**** PROVIDED DATA ****

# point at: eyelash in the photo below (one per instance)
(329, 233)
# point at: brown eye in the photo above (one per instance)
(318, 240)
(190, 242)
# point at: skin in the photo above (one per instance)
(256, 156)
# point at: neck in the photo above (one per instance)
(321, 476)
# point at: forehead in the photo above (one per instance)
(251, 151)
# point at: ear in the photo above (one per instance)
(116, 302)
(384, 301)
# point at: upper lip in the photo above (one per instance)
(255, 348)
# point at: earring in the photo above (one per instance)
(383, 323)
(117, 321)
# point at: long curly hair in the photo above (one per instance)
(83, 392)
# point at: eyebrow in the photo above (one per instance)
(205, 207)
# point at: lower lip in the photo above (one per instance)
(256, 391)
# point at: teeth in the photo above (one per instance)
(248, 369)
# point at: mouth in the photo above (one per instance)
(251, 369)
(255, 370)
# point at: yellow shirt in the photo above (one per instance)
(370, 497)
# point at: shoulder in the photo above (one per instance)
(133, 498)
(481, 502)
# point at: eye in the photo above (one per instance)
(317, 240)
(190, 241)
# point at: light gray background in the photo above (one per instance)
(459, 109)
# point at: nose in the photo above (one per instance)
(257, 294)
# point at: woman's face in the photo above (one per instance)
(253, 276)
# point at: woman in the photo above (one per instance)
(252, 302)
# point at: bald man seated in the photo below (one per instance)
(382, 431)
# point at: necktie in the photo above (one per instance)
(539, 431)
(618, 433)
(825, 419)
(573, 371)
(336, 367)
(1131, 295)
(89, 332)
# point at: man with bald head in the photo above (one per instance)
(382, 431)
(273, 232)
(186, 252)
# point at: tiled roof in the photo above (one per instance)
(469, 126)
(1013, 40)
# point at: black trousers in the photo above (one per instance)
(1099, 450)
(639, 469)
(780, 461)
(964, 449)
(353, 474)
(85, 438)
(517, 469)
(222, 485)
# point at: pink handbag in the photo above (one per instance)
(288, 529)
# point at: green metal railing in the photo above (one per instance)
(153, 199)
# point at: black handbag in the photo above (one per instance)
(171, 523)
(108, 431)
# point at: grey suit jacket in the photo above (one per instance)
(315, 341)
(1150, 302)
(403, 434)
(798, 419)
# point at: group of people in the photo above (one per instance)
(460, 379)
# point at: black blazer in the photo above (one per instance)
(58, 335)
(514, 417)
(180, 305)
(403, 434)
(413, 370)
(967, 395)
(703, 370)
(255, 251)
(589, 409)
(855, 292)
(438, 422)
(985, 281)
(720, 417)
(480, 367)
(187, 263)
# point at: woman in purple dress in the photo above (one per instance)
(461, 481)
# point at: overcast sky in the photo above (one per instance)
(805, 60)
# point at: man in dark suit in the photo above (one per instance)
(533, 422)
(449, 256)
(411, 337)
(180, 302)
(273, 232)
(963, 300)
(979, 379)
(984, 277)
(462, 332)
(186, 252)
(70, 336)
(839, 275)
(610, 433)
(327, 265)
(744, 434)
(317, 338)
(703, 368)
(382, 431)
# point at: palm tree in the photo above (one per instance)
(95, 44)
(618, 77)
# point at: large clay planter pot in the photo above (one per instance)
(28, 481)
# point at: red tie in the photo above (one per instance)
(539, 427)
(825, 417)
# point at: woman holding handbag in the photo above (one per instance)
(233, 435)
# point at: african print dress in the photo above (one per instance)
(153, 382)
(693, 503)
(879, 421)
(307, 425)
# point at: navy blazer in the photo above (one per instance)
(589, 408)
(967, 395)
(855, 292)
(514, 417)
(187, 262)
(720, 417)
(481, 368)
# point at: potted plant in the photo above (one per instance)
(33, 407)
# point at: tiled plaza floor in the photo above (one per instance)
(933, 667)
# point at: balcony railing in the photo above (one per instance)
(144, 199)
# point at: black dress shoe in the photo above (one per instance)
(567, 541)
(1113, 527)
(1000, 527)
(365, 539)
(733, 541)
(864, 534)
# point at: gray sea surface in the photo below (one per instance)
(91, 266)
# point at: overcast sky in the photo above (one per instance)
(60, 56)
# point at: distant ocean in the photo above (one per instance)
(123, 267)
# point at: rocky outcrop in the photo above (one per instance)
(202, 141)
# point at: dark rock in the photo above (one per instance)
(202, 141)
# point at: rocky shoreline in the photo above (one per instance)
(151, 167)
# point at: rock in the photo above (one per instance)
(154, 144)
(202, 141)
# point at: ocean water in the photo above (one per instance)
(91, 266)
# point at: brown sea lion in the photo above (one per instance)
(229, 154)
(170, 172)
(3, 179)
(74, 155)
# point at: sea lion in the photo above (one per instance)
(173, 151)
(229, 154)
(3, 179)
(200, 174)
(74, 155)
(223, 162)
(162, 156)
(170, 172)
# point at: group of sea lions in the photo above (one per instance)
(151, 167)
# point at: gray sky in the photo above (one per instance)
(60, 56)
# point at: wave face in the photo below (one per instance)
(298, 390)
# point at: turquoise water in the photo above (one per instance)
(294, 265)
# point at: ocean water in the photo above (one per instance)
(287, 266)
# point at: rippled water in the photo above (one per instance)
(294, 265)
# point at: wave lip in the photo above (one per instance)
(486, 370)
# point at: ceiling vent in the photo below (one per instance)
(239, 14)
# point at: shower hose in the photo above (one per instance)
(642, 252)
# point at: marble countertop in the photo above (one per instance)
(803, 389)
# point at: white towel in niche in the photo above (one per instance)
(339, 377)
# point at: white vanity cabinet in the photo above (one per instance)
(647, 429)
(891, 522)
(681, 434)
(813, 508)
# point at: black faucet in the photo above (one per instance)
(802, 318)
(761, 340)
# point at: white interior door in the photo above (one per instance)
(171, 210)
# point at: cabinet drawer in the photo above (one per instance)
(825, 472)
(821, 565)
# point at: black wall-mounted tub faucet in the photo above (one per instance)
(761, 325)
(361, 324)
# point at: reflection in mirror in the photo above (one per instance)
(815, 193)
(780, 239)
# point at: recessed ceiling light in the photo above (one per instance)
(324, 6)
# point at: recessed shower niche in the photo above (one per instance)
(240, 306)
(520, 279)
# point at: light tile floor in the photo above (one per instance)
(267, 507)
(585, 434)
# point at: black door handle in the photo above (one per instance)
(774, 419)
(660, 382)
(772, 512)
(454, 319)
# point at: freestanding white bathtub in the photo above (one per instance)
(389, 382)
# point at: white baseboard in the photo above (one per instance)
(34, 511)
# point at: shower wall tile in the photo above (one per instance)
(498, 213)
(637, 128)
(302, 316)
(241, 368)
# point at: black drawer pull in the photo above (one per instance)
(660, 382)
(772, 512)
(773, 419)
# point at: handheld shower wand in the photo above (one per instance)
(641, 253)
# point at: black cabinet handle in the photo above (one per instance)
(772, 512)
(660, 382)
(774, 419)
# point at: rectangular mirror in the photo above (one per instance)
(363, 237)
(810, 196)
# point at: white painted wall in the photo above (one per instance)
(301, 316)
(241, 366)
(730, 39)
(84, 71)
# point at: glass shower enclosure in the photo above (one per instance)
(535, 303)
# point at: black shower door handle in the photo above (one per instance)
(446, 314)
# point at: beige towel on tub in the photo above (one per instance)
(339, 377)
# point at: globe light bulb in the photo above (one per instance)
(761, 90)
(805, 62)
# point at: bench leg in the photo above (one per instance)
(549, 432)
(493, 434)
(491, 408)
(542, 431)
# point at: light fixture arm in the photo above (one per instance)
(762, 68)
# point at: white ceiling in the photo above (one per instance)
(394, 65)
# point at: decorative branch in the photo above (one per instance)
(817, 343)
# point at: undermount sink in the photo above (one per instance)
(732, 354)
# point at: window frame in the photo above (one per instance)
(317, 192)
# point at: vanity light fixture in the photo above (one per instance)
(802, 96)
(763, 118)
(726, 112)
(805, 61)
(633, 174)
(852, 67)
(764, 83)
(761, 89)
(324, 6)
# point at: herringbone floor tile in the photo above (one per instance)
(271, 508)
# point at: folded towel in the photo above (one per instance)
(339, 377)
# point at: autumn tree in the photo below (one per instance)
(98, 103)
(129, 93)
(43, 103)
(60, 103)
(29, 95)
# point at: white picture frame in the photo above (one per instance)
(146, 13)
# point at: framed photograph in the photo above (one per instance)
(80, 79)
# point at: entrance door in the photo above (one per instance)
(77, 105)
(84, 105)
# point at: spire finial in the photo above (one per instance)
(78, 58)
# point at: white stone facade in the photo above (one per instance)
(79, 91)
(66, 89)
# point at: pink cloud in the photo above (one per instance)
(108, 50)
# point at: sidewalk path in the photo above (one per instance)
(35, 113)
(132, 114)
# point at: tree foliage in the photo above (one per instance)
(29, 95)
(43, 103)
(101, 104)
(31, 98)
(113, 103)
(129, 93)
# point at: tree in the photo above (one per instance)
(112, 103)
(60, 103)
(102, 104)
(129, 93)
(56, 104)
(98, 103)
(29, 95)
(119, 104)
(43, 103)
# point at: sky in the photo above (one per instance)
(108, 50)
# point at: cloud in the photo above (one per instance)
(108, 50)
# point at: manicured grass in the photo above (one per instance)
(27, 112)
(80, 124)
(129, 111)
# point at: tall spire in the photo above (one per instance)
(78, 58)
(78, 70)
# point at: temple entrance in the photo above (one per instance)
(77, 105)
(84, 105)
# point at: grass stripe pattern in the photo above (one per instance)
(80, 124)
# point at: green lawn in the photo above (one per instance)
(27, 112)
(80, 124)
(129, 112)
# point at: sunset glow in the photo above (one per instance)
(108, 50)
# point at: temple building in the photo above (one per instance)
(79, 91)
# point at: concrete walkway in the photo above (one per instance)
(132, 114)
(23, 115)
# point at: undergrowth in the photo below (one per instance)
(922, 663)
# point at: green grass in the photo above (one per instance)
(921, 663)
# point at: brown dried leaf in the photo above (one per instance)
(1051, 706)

****

**TASK DIRECTIONS:**
Exactly reproduce the lines from the one containing "# point at: grass" through the end of the records, and only those lines.

**SOLUTION BELOW:**
# point at: grass stripe pattern in the photo above (one per instance)
(80, 124)
# point at: green lawn in the photo above (one per instance)
(27, 112)
(80, 124)
(129, 112)
# point at: sunset glow in the photo above (one per instance)
(108, 50)
# point at: temple building in the photo above (one per instance)
(79, 91)
# point at: concrete walkway in the photo above (one per instance)
(132, 114)
(23, 115)
# point at: undergrowth in the photo below (one per instance)
(922, 663)
# point at: green grass in the photo above (one per instance)
(921, 663)
# point at: brown dried leaf in the photo above (one per instance)
(1051, 706)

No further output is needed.